Every entry should be returned exactly. Omit none of them.

------------------------------------------------------------------------

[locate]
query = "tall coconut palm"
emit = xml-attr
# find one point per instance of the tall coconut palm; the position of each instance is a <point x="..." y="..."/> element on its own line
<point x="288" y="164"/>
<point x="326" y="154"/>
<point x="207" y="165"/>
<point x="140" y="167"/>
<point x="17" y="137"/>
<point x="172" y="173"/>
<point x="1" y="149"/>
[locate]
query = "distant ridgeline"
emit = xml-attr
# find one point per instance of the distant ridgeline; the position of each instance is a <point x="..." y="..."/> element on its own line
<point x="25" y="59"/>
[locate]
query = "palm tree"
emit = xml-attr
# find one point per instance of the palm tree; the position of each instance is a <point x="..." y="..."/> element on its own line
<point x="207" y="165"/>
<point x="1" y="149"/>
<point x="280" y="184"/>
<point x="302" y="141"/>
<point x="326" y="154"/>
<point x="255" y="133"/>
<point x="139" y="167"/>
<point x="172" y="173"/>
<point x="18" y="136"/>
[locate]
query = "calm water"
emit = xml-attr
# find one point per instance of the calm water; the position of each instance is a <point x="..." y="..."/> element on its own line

------------------------------------------------------------------------

**SOLUTION FOR THIS PROBLEM:**
[locate]
query = "tall coconut palm"
emit = xml-attr
# find one point per instance of the tall coconut palm; the position of each instance is a <point x="..." y="..."/> element on its own line
<point x="288" y="164"/>
<point x="326" y="154"/>
<point x="207" y="165"/>
<point x="140" y="167"/>
<point x="17" y="137"/>
<point x="172" y="173"/>
<point x="1" y="149"/>
[locate]
query = "distant ridgeline"
emit = xml-attr
# find one point per instance of the distant ridgeline; the position of each instance is a <point x="..." y="..."/> element on its own line
<point x="25" y="59"/>
[locate]
query = "palm tree"
emit = xml-attr
# find one point per instance of the palm tree; the position of each instance is a <point x="..." y="..."/> element on its own line
<point x="207" y="165"/>
<point x="1" y="149"/>
<point x="280" y="184"/>
<point x="302" y="141"/>
<point x="326" y="154"/>
<point x="255" y="133"/>
<point x="139" y="167"/>
<point x="172" y="173"/>
<point x="18" y="136"/>
[locate]
query = "calm water"
emit = xml-attr
# find one point per instance of the calm water; the position of each instance is a <point x="..." y="..."/> element on its own line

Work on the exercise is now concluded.